▶ INPUT MATERIAL:
▶

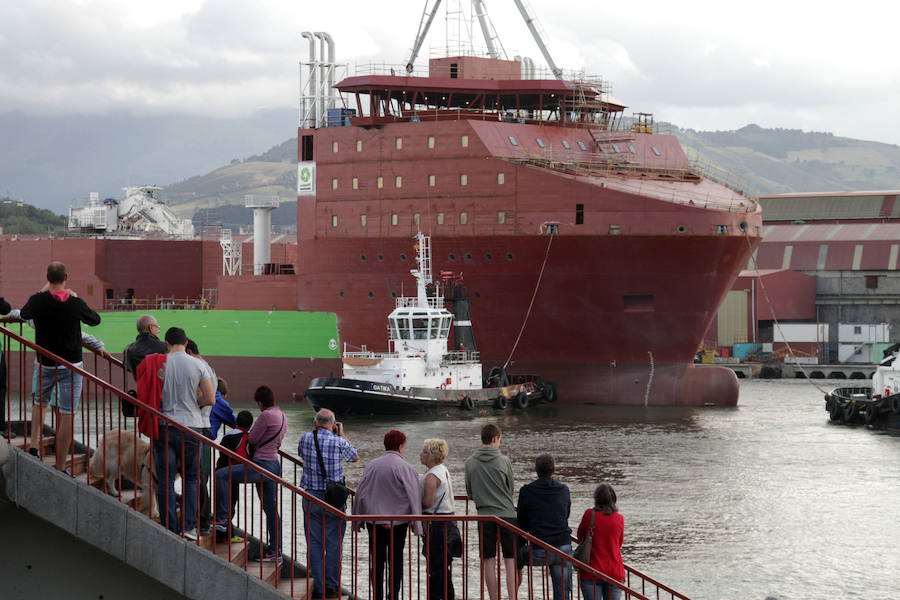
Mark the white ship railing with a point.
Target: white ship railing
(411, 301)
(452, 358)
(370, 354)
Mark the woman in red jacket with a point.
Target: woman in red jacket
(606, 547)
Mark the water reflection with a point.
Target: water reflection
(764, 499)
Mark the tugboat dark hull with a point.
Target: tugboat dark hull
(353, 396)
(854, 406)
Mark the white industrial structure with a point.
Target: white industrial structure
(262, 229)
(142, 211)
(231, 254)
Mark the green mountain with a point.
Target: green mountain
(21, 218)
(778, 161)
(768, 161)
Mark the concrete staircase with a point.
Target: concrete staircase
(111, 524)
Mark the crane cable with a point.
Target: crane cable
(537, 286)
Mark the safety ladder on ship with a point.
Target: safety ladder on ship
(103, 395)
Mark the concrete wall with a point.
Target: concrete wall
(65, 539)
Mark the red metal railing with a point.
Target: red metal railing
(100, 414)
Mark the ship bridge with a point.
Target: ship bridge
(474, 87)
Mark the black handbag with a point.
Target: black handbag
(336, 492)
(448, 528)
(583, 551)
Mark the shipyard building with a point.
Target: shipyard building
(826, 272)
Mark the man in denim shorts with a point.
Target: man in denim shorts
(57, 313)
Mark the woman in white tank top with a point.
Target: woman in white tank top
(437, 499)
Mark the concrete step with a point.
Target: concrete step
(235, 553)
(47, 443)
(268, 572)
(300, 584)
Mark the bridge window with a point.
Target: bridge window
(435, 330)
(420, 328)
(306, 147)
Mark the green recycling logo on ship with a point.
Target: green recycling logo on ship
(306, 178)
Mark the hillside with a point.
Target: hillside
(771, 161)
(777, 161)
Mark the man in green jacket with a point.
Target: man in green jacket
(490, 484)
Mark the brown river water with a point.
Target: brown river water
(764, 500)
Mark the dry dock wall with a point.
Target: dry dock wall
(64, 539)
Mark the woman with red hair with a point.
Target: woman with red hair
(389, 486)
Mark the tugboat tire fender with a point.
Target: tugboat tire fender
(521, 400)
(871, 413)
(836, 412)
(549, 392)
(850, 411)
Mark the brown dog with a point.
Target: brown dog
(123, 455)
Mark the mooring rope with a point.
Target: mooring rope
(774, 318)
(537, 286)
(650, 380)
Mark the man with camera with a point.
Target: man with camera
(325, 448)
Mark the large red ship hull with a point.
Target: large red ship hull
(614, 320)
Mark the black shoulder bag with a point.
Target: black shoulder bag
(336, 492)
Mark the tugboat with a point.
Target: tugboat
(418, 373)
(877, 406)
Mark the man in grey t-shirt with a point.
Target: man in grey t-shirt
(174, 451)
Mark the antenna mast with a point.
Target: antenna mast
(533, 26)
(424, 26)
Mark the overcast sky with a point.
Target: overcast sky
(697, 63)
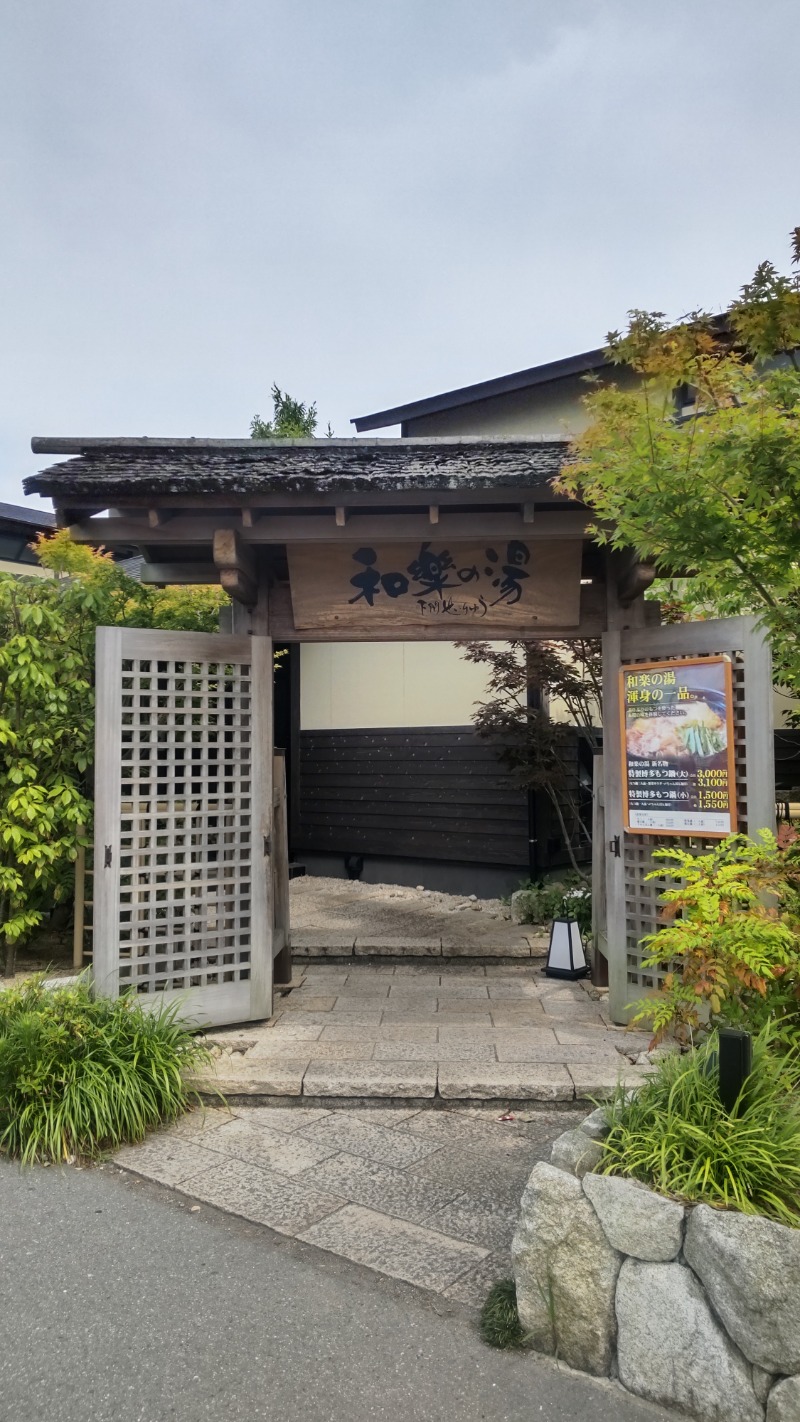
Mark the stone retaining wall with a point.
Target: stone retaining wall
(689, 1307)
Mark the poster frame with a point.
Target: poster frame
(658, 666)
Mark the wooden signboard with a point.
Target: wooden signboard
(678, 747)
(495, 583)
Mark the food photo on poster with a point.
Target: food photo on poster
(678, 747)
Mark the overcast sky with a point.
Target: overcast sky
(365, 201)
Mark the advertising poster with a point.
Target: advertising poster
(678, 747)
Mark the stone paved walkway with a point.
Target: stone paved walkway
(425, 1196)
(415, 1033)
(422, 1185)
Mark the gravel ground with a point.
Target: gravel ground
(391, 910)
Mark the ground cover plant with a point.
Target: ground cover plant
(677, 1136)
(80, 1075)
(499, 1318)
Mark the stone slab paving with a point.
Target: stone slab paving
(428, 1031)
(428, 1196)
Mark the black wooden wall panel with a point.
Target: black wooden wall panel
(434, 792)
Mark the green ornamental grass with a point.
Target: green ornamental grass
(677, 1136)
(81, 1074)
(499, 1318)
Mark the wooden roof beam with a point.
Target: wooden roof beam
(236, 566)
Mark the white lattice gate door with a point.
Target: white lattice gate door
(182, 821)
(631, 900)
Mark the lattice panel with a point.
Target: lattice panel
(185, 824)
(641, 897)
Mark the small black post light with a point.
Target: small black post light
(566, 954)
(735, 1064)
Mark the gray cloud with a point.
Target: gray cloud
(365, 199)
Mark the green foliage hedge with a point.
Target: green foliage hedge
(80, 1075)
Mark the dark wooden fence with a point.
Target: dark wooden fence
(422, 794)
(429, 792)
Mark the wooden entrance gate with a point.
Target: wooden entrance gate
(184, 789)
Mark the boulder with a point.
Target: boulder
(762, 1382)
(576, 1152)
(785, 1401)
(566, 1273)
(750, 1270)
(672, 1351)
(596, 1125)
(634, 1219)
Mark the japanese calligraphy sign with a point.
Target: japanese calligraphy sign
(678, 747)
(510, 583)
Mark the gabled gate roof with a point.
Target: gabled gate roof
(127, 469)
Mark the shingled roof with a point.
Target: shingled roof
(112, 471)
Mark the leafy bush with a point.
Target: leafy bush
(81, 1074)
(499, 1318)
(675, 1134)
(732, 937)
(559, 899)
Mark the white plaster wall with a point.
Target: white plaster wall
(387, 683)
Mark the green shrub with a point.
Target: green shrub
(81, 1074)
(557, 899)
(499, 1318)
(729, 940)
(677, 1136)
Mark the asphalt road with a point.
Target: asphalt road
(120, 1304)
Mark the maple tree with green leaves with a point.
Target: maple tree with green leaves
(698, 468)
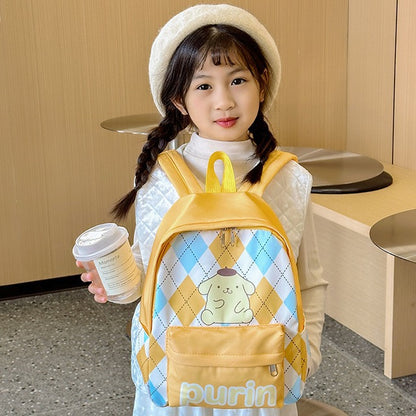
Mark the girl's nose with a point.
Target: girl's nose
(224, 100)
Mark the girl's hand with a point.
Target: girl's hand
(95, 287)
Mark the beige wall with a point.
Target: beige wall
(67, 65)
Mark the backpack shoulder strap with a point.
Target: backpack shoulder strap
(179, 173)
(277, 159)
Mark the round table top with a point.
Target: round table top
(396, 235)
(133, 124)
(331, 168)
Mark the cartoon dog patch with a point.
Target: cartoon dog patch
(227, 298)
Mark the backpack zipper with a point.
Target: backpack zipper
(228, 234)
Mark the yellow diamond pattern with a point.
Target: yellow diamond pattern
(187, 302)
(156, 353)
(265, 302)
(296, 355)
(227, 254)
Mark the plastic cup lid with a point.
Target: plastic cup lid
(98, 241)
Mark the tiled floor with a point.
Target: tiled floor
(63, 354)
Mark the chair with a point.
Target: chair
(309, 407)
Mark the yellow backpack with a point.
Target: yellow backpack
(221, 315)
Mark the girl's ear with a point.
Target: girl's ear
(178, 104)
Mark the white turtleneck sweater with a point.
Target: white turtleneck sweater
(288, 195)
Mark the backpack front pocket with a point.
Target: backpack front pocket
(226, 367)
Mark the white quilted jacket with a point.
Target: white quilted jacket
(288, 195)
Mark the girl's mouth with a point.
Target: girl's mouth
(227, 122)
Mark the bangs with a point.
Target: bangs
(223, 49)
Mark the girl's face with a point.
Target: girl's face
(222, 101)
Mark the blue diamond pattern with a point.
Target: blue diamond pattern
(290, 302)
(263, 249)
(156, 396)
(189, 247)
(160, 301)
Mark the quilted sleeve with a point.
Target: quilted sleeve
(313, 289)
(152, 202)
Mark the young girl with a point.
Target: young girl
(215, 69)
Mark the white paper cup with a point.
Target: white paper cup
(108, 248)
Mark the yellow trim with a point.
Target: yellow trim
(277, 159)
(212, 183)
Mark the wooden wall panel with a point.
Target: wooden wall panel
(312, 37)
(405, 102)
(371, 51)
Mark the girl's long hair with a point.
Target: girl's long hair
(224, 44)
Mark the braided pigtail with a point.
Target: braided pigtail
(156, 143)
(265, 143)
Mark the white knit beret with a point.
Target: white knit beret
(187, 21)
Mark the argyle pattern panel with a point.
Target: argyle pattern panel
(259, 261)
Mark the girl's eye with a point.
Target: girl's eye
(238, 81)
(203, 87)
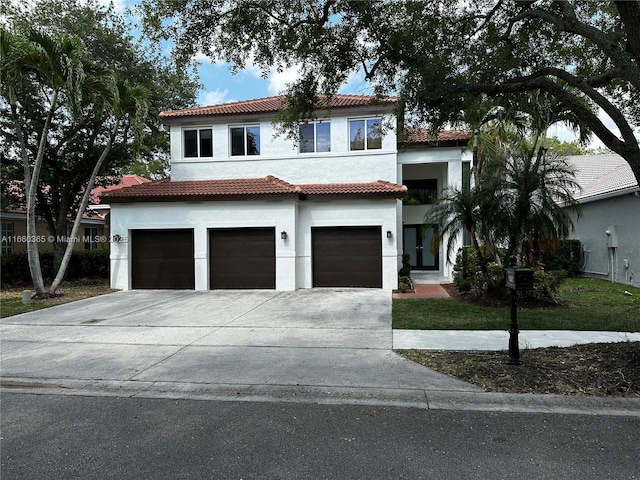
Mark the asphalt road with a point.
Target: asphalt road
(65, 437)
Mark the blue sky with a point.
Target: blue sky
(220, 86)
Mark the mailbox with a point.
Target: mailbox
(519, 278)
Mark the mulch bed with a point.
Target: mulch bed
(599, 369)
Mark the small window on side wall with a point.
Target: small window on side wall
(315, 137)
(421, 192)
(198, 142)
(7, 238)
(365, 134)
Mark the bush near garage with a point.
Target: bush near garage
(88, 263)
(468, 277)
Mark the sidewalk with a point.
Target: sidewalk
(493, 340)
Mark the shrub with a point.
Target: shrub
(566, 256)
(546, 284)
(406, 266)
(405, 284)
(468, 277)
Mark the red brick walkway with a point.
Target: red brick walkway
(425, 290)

◀

▶ WHAT THE TASK REQUIRES: An exact copy of the lines above, from the one containing "Target: small black post light" down to the one containing "Mark the wooden entrance gate with a point." and including both, is the whole answer; retype it and nothing else.

▶ TASK SOLUTION:
Target: small black post light
(566, 954)
(735, 1064)
Mark the gray cloud with a point.
Target: gray cloud
(365, 199)
Mark the green foliage hedge with a point.
Target: green foliage hedge
(80, 1075)
Mark the dark wooden fence with a point.
Target: dark wooden fence
(422, 794)
(429, 792)
Mark the wooden entrance gate with a point.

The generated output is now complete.